— DOCUMENTO —
#####
Nell'introduzione
al suo libro Mediterraneo - Un nuovo breviario Predrag Matvejevic' parla
già di un mosaico mediterraneo, e dunque delle difficoltà,
anche metodologiche, che si incontrano quando si cerca di "compilare...
il catalogo delle sue componenti, verificare il significato di ciascuna
di esse e il valore dell'una nei confronti dell'altra: l'Europa, il
Maghreb e il Levante; il giudaismo, il cristianesimo e l'islam; il Talmud,
la Bibbia e il Corano... Qui popoli e razze per secoli hanno continuato
a mescolarsi, fondersi e contrapporsi gli uni agli altri" (1).
Più complesso è il problema che si deve affrontare nei
confronti delle isole. Matvejevic' afferma:
"Le isole sono posti particolari. Si differenziano sotto molti
aspetti: la distanza dalla costa più vicina, le caratteristiche
del canale che da essa appunto le separa... Si diversificano anche dall'immagine
e per l'impressione che suscitano: ci sono isole che sembrano navigare
o affondare, altre che paiono ancorate o pietrificate e sono davvero
soltanto resti del continente, staccate e incompiute, separatesi a tempo
debito e alle volte diventate indipendenti, più o meno bastanti
a se stesse" (2).
#####
— VOCI DELL'ELENCO —
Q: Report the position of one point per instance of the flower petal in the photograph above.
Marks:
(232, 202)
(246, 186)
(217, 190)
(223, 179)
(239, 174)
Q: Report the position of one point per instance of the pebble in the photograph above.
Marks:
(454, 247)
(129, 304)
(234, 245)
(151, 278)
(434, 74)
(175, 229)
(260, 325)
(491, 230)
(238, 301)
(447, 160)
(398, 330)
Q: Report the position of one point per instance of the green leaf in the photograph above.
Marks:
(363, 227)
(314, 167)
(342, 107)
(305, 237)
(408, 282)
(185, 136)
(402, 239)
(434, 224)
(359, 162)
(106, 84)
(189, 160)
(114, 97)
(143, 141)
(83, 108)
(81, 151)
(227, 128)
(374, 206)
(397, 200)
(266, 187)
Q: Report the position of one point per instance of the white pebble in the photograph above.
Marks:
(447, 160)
#####
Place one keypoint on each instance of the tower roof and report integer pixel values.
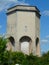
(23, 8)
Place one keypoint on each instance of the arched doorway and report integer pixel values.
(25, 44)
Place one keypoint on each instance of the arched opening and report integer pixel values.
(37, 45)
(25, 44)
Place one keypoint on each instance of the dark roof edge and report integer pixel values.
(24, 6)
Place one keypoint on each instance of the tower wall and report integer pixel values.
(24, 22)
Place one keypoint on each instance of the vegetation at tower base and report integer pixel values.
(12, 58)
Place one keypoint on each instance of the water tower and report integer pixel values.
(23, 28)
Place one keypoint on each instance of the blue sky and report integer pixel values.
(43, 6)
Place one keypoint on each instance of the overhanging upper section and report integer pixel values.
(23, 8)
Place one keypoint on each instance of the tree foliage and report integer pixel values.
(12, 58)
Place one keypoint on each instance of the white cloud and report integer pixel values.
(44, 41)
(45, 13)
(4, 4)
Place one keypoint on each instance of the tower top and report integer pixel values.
#####
— COMPITI DA SVOLGERE —
1. Nel testo sul Mediterraneo, quali tre libri sono citati tra le componenti del mosaico mediterraneo?
2. Nell'elenco, riscrivi le righe a partire da quella che contiene "Place one keypoint on each instance of the overhanging" fino a quella che contiene "Place one keypoint on each instance of the tower top", entrambe comprese, sostituendo "white cloud" con "gray cloud" e senza cambiare nient'altro.

— RISULTATI ATTESI —
1. Il Talmud, la Bibbia e il Corano.

2.
Place one keypoint on each instance of the overhanging upper section and report integer pixel values.
(23, 8)
Place one keypoint on each instance of the tree foliage and report integer pixel values.
(12, 58)
Place one keypoint on each instance of the gray cloud and report integer pixel values.
(44, 41)
(45, 13)
(4, 4)
Place one keypoint on each instance of the tower top and report integer pixel values.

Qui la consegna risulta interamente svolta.